## Given text
****************
In [None]:
import configparser
from datetime import datetime
import os
from pyspark.sql import SparkSession
from pyspark.sql.functions import udf, col
from pyspark.sql.functions import year, month, dayofmonth, hour, weekofyear, date_format

# more imports for converting ts to timestamp
from pyspark.sql.types import TimestampType
from pyspark.sql.functions import to_timestamp, monotonically_increasing_id

# more imports for counting records
import pandas as pd
import numpy as np

In [None]:
config = configparser.ConfigParser()
config.read('dl.cfg')

In [None]:
os.environ['AWS_ACCESS_KEY_ID'] = config.get('USER', 'AWS_ACCESS_KEY_ID')
os.environ['AWS_SECRET_ACCESS_KEY'] = config.get('USER', 'AWS_SECRET_ACCESS_KEY')

#print(os.environ['AWS_ACCESS_KEY_ID'])
#print(os.environ['AWS_SECRET_ACCESS_KEY'])

In [None]:
def create_spark_session():
    spark = SparkSession \
        .builder \
        .config("spark.jars.packages", "org.apache.hadoop:hadoop-aws:2.7.0") \
        .getOrCreate()
    return spark

In [None]:
spark = create_spark_session()

#spark.sparkContext.master

#spark.udf.register('noop', lambda x: x)

# specify data locations - 'Udacity's json input' and 'Student's parquet output'
input_data = "s3a://udacity-dend/"
output_data = "s3a://project4-spark/"

In [None]:
# Step 1: get filepath to song data file
# only a subset of the data considered
song_data = input_data + "song-data/A/A/A/*.json"

#print(song_data)

In [None]:
# Step 2: read song data file
df = spark.read.json(song_data)

#print(df)
#df.show(5)

In [None]:
# Step 3: extract columns to create songs table
songs_table = df.select('song_id', 'artist_id', 'year', 'duration')

#print(songs_table)
#songs_table.show(5)

In [None]:
# Step 4: write songs table to parquet files partitioned by year and artist
songs_table.write.partitionBy('year', 'artist_id').parquet(output_data + "songs")

In [None]:
# Step 5: extract columns to create artists table
artists_table = df.select('artist_id', 'artist_name', 'artist_location', 'artist_latitude', 'artist_longitude')

#print(artists_table)
#artists_table.show(5)

In [None]:
# Step 6: write artists table to parquet files
artists_table.write.parquet(output_data + "artists")

In [None]:
# Step 1: get filepath to log data file
log_data = input_data + 'log-data/*/*/*.json'

#print(log_data)

In [None]:
# Step 2: read log data file
df = spark.read.json(log_data)
****************
## Record set
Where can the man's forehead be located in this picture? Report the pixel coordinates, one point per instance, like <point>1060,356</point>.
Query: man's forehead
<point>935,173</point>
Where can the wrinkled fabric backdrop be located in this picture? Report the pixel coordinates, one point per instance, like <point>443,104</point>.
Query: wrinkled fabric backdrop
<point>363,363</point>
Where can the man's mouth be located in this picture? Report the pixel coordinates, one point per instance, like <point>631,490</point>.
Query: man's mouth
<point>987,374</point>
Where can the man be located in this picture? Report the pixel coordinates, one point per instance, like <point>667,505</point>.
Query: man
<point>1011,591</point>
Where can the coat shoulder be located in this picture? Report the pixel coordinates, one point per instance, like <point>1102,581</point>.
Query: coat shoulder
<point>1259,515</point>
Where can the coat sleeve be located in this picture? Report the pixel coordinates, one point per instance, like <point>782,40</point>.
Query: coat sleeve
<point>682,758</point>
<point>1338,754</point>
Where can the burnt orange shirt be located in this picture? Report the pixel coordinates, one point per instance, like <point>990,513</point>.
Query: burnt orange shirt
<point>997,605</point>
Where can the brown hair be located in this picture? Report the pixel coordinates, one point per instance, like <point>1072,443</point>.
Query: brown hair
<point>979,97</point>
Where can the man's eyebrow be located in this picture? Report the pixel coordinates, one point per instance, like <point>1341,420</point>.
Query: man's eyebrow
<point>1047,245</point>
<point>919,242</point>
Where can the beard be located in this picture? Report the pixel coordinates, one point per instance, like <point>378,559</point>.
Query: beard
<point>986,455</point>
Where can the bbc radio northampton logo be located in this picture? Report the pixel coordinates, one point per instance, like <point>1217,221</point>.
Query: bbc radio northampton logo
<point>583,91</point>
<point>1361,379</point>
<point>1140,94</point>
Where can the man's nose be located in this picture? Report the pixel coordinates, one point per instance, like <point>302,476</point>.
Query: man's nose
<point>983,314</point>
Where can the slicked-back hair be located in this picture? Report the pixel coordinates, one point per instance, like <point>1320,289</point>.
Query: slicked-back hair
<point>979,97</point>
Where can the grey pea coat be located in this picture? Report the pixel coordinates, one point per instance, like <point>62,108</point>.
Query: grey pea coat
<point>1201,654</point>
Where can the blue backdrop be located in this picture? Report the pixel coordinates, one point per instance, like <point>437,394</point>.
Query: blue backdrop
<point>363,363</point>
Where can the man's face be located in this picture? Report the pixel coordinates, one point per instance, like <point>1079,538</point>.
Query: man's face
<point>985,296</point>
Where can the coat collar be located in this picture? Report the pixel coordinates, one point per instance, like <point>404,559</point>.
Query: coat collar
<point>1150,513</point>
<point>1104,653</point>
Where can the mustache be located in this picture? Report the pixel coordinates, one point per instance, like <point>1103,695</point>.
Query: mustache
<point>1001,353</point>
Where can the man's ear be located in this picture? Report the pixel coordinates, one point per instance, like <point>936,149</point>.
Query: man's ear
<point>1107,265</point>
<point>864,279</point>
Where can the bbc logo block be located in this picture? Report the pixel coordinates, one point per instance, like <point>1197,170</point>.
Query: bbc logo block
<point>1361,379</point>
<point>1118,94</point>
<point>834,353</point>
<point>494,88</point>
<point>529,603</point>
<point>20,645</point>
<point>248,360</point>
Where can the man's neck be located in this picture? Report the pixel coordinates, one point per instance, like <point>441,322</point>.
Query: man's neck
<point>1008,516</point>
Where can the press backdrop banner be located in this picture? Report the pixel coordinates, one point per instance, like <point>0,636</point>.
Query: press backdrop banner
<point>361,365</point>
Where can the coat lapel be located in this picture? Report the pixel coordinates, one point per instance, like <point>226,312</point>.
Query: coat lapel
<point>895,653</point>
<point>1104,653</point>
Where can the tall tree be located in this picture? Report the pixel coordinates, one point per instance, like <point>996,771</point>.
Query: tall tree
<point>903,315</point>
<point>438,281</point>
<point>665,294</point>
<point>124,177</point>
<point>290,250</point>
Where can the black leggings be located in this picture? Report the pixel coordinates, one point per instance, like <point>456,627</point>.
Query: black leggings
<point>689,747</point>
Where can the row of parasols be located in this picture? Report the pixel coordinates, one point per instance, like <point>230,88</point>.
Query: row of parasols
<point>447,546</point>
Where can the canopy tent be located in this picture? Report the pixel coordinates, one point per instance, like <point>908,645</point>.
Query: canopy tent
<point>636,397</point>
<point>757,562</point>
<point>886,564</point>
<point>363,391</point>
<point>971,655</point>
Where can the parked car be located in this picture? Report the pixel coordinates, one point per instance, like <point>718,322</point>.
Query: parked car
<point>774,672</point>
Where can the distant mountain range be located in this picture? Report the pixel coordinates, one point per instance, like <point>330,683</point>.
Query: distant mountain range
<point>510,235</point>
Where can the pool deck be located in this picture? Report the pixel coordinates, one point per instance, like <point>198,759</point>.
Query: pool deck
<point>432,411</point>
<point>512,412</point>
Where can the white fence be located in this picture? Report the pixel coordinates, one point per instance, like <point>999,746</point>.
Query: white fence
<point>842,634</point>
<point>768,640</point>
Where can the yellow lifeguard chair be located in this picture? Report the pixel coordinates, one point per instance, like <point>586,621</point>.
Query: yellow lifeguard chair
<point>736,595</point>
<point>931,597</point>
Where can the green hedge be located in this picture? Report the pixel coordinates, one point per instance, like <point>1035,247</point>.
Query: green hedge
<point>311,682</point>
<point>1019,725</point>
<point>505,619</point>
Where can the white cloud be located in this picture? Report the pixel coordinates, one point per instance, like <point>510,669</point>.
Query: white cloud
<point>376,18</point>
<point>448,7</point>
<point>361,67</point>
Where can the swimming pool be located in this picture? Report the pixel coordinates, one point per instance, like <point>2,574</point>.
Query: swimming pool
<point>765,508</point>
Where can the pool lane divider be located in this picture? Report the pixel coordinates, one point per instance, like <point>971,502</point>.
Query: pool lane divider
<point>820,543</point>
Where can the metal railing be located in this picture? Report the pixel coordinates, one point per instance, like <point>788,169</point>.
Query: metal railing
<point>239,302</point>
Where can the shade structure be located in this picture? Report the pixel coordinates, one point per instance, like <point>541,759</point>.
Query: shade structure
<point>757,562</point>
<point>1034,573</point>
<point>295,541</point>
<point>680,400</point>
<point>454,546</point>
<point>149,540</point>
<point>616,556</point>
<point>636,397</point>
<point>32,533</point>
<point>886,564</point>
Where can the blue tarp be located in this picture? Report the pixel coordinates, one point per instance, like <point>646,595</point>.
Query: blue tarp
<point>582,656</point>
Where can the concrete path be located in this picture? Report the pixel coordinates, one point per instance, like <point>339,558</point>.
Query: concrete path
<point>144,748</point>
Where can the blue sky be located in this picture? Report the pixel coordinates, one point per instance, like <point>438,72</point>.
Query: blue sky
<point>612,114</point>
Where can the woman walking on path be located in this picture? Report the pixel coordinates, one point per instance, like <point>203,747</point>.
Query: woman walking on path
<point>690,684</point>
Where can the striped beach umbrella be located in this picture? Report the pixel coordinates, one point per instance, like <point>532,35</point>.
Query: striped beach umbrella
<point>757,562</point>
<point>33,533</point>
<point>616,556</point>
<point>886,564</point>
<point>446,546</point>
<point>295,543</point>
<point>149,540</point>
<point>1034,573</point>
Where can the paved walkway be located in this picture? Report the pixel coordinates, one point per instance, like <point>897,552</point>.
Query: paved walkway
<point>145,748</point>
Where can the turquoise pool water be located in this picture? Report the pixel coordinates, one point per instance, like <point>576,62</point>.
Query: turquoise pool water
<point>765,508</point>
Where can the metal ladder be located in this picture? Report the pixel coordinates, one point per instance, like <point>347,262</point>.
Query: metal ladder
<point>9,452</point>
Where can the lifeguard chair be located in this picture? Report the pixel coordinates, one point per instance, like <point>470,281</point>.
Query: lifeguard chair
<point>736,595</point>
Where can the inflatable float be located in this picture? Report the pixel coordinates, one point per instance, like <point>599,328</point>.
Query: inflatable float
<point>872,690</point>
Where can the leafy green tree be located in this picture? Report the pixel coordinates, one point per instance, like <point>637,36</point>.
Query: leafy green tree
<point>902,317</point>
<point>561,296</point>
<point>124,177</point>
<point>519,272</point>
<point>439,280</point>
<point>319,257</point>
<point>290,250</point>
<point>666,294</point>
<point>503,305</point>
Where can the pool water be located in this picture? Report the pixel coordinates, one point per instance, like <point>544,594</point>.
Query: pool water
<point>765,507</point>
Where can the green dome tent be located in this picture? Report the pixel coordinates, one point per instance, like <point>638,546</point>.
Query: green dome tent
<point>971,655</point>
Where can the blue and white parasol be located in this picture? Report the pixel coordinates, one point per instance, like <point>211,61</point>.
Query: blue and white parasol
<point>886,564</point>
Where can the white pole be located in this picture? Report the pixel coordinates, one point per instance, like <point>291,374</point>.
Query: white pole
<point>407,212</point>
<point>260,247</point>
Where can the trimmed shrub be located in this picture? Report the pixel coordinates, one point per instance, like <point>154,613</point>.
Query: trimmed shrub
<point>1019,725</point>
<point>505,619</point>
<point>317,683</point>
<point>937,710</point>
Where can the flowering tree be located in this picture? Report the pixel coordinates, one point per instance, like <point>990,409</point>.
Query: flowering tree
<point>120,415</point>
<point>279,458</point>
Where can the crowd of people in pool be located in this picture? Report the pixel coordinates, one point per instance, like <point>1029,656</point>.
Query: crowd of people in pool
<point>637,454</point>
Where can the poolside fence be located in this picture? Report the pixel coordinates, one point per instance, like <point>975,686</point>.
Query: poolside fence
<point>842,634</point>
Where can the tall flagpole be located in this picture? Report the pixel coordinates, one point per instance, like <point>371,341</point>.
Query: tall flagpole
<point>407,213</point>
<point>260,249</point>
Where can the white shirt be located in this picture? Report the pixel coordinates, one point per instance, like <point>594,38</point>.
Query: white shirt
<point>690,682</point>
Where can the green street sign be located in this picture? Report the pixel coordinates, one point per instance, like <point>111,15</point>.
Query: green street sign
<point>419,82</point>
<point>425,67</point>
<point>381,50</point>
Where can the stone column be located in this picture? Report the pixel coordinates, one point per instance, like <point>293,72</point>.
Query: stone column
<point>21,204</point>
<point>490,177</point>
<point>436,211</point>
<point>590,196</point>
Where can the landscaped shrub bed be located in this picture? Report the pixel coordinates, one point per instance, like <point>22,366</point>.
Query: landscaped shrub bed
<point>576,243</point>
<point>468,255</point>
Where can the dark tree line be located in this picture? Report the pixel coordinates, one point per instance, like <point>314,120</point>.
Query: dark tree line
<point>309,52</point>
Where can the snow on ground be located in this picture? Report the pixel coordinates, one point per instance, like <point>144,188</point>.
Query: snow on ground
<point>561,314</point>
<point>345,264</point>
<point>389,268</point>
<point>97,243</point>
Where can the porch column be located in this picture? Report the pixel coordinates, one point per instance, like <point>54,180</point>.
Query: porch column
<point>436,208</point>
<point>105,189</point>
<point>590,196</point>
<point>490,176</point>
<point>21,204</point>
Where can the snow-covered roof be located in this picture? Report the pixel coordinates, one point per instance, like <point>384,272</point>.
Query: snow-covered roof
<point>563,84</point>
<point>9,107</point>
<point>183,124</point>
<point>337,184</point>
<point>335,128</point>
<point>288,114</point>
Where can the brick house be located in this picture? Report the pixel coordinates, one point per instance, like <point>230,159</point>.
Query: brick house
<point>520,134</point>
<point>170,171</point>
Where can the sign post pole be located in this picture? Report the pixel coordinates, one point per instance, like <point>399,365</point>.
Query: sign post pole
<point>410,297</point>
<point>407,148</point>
****************
## To-do list
a. In two sentences, summarize the PySpark notebook.
b. Write the next part of the PySpark notebook, starting after its final line.

## Per-task answers
a. The notebook imports PySpark, pandas, and NumPy, loads AWS credentials from a dl.cfg file into environment variables, and creates a Spark session that uses the hadoop-aws package. It then reads a subset of JSON song data from an S3 input location, extracts songs and artists tables, and writes them to an S3 output location as parquet files, partitioning the songs table by year and artist ID, before reading the JSON log data files.

b.
print(df)
df.show(5)
#print(df.shape[0]) -> AttributeError: 'DataFrame' object has no attribute 'shape'
#print(len(df)) -> TypeError: object of type 'DataFrame' has no len()
df.count()

In [None]:
# Step 3: filter by actions for song plays
df = df.filter(col("page") == 'NextSong')

print(df)
df.show(5)
df.count()

In [None]:
# Step 4: extract columns for users table    
# changed table name from artists_table to users_table to reflect the purpose
users_table = df.select(col("userId").alias("user_id"),col("firstName").alias("first_name"), col("lastName").alias("last_name"),"gender","level")

print(users_table)
users_table.show(5)

In [None]:
# Step 5: write users table to parquet files
users_table.write.parquet(output_data + "users")

#check this!
#users_table.to_pandas()

In [None]:
# create timestamp column from original timestamp column
#get_timestamp = udf()
#df = 
    
# create datetime column from original timestamp column
#get_datetime = udf()
#df = 

# Step 6: define ts format
tsFormat = "yyyy-MM-dd HH:MM:ss z"
# Step 7: convert ts to a timestamp format    
time_table = df.withColumn('ts', to_timestamp(date_format((df.ts/1000).cast(dataType=TimestampType()), tsFormat), tsFormat))

print(time_table)
time_table.show(5)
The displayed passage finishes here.